• Text shown
· · · ·

Originally posted by DeepThought According to the particle data-group the mass of the up quark is between 1.5 and 3.3 MeV/c² the mass of the down quark is 2.5 to 5.0 MeV/c². From this you´d expect the mass of a proton to be, at most, 11.6 MeV/c². The actual mass is 938 MeV/c². So here is a clear example of the whole being a couple of orders of magnitude larger than the sum of the parts.
But quarks cannot exist in isolation, so their mass is merely of theoretical interest. In any case a proton is not merely the "sum" of 2 up quarks and a down quark.
Originally posted by KazetNagorra But quarks cannot exist in isolation, so their mass is merely of theoretical interest. In any case a proton is not merely the "sum" of 2 up quarks and a down quark.
They can exist in isolation, you just have to get a temperature higher than the deconfining transition.

· · · ·

• Stated exercise
What actual proton mass does the forum thread on quark and proton masses give? Nothing in the records is needed here.

• Dataset extract
· · · ·

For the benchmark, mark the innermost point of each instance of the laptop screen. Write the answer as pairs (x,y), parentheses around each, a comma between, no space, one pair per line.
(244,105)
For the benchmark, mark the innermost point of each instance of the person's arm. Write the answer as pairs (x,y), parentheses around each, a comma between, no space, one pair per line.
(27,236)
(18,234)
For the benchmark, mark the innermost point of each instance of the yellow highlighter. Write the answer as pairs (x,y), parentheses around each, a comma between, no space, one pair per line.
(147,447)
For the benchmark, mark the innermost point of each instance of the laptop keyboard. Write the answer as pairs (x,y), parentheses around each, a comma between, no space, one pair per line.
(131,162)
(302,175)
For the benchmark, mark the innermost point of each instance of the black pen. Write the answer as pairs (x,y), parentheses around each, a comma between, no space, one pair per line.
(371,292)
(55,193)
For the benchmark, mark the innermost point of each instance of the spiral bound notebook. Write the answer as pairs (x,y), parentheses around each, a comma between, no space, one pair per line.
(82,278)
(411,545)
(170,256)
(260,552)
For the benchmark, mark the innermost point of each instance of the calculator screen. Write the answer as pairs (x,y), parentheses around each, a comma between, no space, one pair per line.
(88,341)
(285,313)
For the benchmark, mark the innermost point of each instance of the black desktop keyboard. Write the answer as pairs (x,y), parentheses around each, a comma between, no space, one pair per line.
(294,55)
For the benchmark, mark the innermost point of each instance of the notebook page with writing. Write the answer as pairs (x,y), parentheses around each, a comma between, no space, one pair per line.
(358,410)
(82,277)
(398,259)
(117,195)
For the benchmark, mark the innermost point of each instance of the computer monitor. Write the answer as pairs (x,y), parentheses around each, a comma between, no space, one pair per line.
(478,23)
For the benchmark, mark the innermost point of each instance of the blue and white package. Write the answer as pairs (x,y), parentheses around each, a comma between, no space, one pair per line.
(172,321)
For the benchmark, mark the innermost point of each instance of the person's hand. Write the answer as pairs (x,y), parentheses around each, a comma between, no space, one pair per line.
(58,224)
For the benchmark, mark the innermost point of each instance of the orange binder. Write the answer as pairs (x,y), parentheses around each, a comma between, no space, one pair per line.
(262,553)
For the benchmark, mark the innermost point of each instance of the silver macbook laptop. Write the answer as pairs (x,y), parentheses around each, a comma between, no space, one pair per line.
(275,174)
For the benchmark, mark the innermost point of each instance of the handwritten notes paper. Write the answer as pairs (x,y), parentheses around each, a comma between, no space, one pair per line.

· · · ·

• Completed exercise
938 MeV/c²